━━ Dokumenttext
08.06.2016, 12:37 Uhr | Lesezeit: 3 min
Vergessen? Gibt's nicht! Zum Auskunftsanspruch bei Markenverletzungen

Der Schuldner einer Markenverletzung ist verpflichtet, umfassend Auskunft zu erteilen. Ist er hierzu nicht (mehr) in der Lage, ist es ihm zumutbar, die notwendigen Informationen notfalls durch Nachfrage bei Lieferanten und Abnehmern zu ermitteln.
━━━━
━━ Bereitgestellte Daten
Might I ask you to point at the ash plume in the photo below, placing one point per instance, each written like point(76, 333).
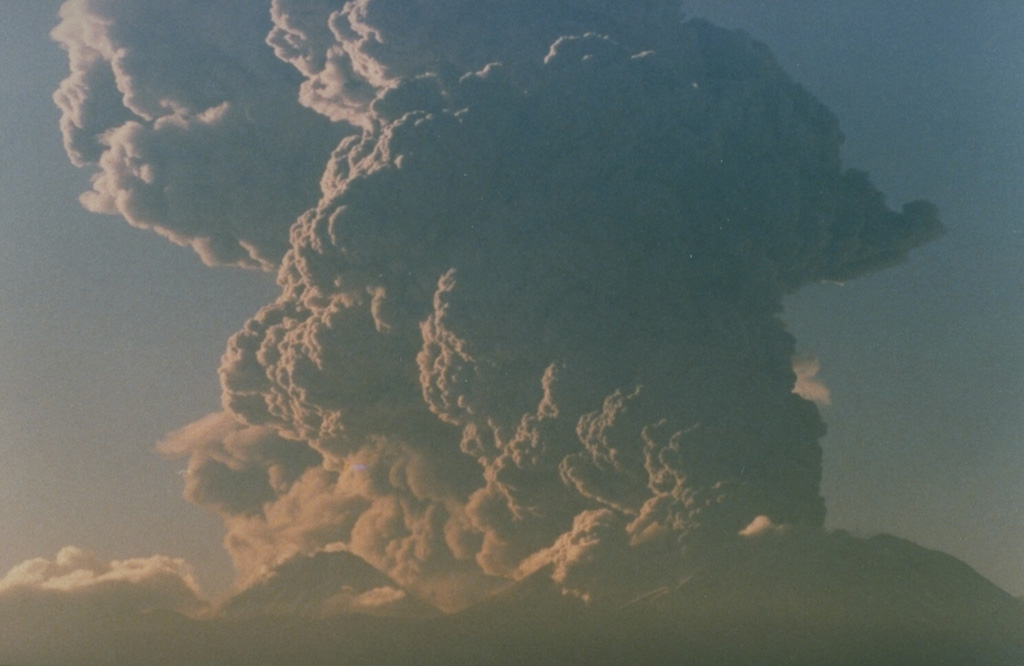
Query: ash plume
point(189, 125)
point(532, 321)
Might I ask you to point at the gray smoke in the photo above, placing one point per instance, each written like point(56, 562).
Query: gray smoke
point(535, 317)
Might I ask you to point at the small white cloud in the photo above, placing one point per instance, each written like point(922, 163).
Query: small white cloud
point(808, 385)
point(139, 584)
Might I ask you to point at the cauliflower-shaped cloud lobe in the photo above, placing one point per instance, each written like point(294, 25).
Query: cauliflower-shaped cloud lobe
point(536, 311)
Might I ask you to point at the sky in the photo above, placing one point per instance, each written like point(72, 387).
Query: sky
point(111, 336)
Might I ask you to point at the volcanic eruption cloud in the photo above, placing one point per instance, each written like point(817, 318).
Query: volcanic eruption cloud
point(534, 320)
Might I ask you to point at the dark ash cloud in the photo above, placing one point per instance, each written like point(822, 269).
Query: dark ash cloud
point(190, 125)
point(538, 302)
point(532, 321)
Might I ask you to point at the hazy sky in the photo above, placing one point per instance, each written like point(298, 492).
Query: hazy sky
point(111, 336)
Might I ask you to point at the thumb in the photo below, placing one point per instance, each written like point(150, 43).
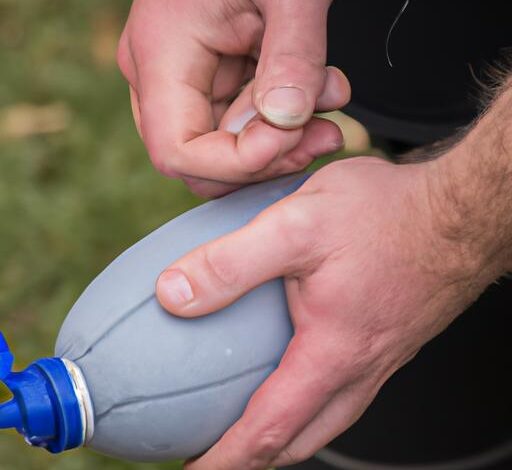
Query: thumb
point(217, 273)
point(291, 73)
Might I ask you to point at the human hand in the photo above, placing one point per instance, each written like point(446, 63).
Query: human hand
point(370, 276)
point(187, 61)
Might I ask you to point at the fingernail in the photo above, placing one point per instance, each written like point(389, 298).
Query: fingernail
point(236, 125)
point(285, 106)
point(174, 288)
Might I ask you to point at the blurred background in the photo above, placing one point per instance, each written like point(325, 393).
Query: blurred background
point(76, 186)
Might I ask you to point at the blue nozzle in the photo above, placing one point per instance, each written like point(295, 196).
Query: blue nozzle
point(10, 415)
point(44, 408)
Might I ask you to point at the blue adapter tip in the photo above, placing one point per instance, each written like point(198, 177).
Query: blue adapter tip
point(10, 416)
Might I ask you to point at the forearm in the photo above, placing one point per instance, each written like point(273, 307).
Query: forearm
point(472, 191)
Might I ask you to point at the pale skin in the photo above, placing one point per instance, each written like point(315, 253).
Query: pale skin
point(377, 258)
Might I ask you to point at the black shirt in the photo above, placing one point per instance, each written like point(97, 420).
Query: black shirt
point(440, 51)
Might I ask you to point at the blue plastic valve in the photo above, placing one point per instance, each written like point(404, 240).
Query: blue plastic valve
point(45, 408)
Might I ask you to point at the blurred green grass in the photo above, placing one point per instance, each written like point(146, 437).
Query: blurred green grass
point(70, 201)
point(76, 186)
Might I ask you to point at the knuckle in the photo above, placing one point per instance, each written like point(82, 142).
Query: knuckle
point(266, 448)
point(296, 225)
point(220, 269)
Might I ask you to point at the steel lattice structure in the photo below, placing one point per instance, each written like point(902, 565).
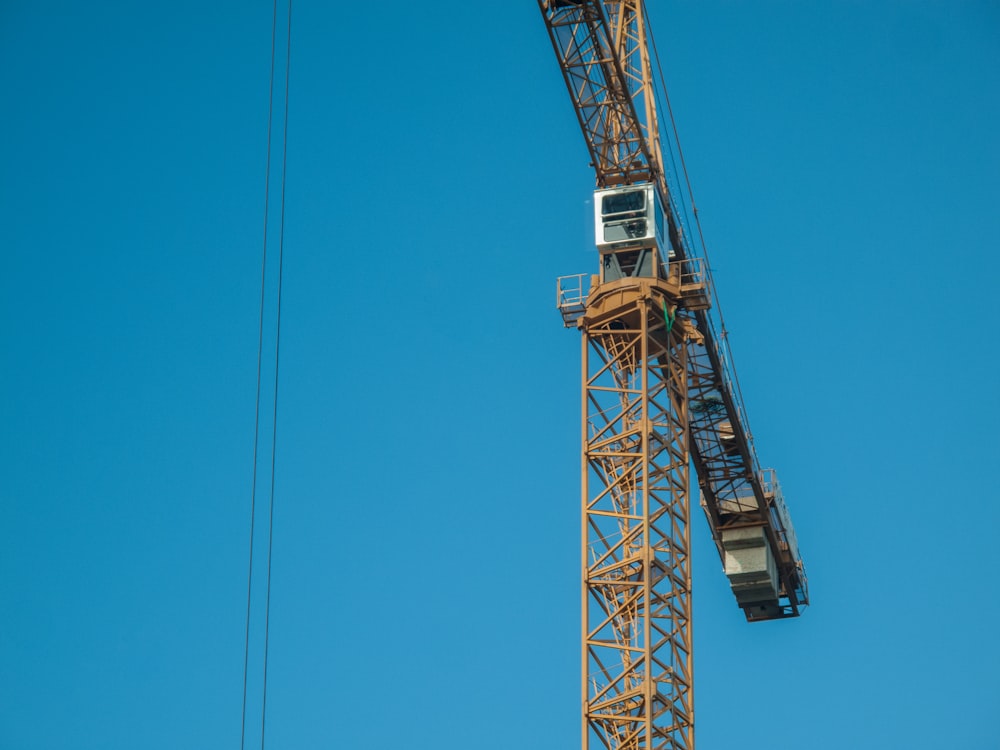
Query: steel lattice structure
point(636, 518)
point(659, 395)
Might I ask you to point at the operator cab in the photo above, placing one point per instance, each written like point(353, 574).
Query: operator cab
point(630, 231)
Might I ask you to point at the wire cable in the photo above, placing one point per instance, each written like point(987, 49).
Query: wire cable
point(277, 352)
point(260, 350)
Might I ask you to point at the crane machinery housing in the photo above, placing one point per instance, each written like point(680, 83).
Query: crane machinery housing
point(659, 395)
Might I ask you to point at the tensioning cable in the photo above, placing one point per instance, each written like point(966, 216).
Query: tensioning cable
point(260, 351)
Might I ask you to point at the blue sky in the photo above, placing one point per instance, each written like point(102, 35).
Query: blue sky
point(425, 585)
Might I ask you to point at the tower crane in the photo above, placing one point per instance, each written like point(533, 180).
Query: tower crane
━━━━
### Schriftliche Anweisung 1:
Wie muss sich laut dem Text zum Auskunftsanspruch der Schuldner einer Markenverletzung die notwendigen Informationen notfalls beschaffen, wenn er selbst nicht mehr Auskunft geben kann?
### Schriftliche Anweisung 2:
Führe den Text zum Auskunftsanspruch bei Markenverletzungen nach seinem letzten Satz fort.

### Ausgabe 1:
Durch Nachfrage bei Lieferanten und Abnehmern.

### Ausgabe 2:
Ist man in seinen Markenrechten verletzt und beabsichtigt Schadensersatzansprüche durchzusetzen, ermöglicht § 19 MarkenG einen umfassenden Auskunftsanspruch. So kann zum einen vom Verletzer Auskunft über die Art und den Umfang seiner Umsätze mit den widerrechtlich gekennzeichneten Waren verlangt werden, zum anderen kann von jeder Person, die mit der „gefälschten" Ware angetroffen wird (z.B. Händler), Auskunft über die Herkunft, Vertriebsweg der Waren, Namen und Adresse beabsichtigt werden. Doch was passiert, wenn die begehrte Auskunft nur zum Teil preisgegeben wird?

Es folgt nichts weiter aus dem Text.